TASK STATEMENT — Scan the material below for lines with the word "cloud" and report how many there are, with nothing added.

Start of PROVIDED DATA

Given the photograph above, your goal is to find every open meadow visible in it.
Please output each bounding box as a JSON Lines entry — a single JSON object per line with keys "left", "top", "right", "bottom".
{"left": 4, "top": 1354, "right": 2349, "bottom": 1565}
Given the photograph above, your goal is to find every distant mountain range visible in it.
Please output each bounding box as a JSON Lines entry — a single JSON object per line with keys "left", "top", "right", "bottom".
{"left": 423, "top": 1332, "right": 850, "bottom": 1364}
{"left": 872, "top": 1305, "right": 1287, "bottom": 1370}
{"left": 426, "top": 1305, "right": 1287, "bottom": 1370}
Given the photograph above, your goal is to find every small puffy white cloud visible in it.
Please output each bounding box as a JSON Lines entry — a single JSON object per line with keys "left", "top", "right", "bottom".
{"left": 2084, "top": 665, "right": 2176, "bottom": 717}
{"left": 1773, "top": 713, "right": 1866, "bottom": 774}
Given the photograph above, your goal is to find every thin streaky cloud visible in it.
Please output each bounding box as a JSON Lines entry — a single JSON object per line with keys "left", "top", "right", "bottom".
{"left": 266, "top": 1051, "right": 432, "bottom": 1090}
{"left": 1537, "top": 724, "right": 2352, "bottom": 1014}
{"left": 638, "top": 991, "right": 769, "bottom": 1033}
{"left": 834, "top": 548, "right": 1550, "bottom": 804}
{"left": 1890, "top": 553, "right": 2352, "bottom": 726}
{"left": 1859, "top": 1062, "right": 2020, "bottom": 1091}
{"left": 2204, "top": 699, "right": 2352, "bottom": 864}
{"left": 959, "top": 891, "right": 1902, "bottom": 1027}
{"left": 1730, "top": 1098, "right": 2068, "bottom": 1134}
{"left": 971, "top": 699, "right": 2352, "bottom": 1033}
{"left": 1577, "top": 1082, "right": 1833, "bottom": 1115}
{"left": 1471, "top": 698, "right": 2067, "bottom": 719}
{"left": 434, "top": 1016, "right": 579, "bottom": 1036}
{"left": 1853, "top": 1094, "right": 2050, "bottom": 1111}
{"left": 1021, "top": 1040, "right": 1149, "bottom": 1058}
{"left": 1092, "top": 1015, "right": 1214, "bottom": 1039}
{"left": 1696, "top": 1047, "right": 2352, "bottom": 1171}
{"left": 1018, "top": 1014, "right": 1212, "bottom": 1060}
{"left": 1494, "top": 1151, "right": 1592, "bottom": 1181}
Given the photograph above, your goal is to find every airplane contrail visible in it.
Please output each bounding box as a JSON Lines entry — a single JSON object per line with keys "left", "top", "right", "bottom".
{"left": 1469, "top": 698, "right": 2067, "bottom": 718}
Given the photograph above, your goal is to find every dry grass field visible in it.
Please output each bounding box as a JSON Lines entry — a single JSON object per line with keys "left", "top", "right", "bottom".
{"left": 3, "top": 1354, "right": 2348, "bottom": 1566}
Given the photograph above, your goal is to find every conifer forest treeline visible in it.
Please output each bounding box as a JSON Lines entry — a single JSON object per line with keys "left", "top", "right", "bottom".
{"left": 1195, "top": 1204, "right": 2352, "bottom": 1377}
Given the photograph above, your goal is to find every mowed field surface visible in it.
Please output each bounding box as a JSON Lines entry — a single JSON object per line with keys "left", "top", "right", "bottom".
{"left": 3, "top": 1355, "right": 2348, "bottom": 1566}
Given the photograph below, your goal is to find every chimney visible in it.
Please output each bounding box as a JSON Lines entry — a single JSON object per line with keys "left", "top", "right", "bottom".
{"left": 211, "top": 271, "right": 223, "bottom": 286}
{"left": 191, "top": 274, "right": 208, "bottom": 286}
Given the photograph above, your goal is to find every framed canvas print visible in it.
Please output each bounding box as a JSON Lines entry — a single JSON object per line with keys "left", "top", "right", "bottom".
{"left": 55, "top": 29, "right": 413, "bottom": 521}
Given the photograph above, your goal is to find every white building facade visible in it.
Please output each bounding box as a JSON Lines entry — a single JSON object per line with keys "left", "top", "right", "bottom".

End of PROVIDED DATA

WRITTEN ANSWER — 2